Task details ▸
Please list every film named in the text on atmospheric theatres outside the United States.

Selected excerpt ▸

========

The following are atmospheric theatres located outside of the United States:

=== Auckland Civic Theatre (Auckland, New Zealand) ===
The Auckland Civic Theatre has the largest intact atmospheric auditorium in Australasia, built in 1929 and featuring an India-inspired motif. Seating 2,750 viewers, in 2000 it was restored to near-original condition. Peter Jackson used the Civic interiors in his remake of the film King Kong.

=== Brixton Academy (London, England, UK) ===
See Rainbow Theatre (London, England, UK), below.

=== Capitol Theatre (Port Hope, Ontario, Canada) ===
The Capitol Theatre is located in Port Hope, Ontario, Canada, and is one of the last three atmospheric movie theatres still in operation in Canada. Constructed in 1930, the interior of the auditorium was designed to resemble a walled medieval courtyard surrounded by a forest. It was also one of the first cinemas in Canada built expressly for talking pictures. It opened on Friday, August 15, 1930, with the film "Queen High" starring Charles Ruggles and Ginger Rogers.

=== Capitol Theatre (Haymarket, New South Wales, Australia) ===
Designed by Henry Eli White with assistance from John Eberson, the Capitol Theatre is located in Haymarket, Sydney, New South Wales, Australia and is the only atmospheric auditorium to survive completely intact in Australia.

=== Cineteca Alameda (San Luis Potosí (city), Mexico) ===
Located in the city center, the Cineteca Alameda was opened on 27 February 1941 with Marlene Dietrich in "Seven Sinners". Seating was originally provided for over 1,000 in orchestra and balcony levels. In recent years it was used for concerts, film festivals and for screening classic movies, it seems to have closed in 2012, but had reopened by 2014 offering a mix of art house movies and live performances. It seems only the orchestra seating area is currently being used.

=== Columbia Theatre (New Westminster, British Columbia, Canada) ===
The Columbia Theatre is the oldest surviving atmospheric cinema in British Columbia, built in 1927 and featuring Moorish design lattice work, with Spanish garden murals and wrought ironwork. Originally built with over 900 seats, the theatre was divided into two levels and was most recently renovated as cabaret-style theatre. Lafflines Comedy Club and Amicus Performing Arts Club operate this heritage theatre.

========

Supplied records ▸
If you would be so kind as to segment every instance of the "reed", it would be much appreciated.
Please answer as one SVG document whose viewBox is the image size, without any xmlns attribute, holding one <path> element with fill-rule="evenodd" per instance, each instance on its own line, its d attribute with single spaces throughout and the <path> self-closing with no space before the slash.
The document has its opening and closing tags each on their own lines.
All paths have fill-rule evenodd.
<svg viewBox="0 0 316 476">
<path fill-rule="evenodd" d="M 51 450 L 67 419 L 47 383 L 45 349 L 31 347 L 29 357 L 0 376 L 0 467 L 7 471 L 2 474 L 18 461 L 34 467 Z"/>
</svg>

========

Answer for this exercise ▸
King Kong (the remake), "Queen High", "Seven Sinners"